Los estudios serios sobre los inicios del cristianismo nos dan evidencia no solo de que la Septuaginta era la "Biblia" de los primeros cristianos, sino además nos dan indicios, conforme más se profundiza en el tema de la Iglesia cristiana naciente y su contexto histórico, para entender el por qué un grupo de judíos anticristianos asentados en Jamnia rechazaron ciertos libros contenidos en la Septuaginta.
La motivación no era, como se les ha hecho pensar a muchos evangélicos, que ese grupo judío pretendía salvaguardar la "verdadera" escritura sagrada que les había sido confiada a sus antecesores siglos antes, "limpiándola" y separándola de libros "no inspirados". En realidad, parece cada vez más factible que la verdadera motivación de aquel grupo judío era nada más y nada menos que combatir la creciente conversión de personas de este pueblo al cristianismo gracias al contenido profético de las escrituras que la Iglesia usaba y con las cuales demostraba que Jesús era aquél mesías verdadero anunciado por las Escrituras, al que su propio pueblo había dado muerte.
****************************************
Tareas propuestas:
a – Copia el pasaje del texto sobre la Septuaginta desde "La motivación no" hasta "había dado muerte.", ambos incluidos, y sustituye "evangélicos" por "protestantes".
b – Responde según el texto sobre la Septuaginta:
(i) ¿Dónde estaba asentado el grupo de judíos anticristianos que rechazó ciertos libros?
(ii) ¿Qué era la Septuaginta para los primeros cristianos?
(iii) ¿Qué demostraba la Iglesia con las escrituras que usaba?
Los datos que vienen a continuación son material independiente del texto sobre la Septuaginta.

Datos suministrados:
****************************************
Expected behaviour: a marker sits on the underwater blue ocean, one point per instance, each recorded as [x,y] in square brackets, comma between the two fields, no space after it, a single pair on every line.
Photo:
****************************************
Respuestas del ejercicio:
a –
La motivación no era, como se les ha hecho pensar a muchos protestantes, que ese grupo judío pretendía salvaguardar la "verdadera" escritura sagrada que les había sido confiada a sus antecesores siglos antes, "limpiándola" y separándola de libros "no inspirados". En realidad, parece cada vez más factible que la verdadera motivación de aquel grupo judío era nada más y nada menos que combatir la creciente conversión de personas de este pueblo al cristianismo gracias al contenido profético de las escrituras que la Iglesia usaba y con las cuales demostraba que Jesús era aquél mesías verdadero anunciado por las Escrituras, al que su propio pueblo había dado muerte.

b –
(i) En Jamnia.
(ii) Su "Biblia".
(iii) Que Jesús era aquel mesías verdadero anunciado por las Escrituras, al que su propio pueblo había dado muerte.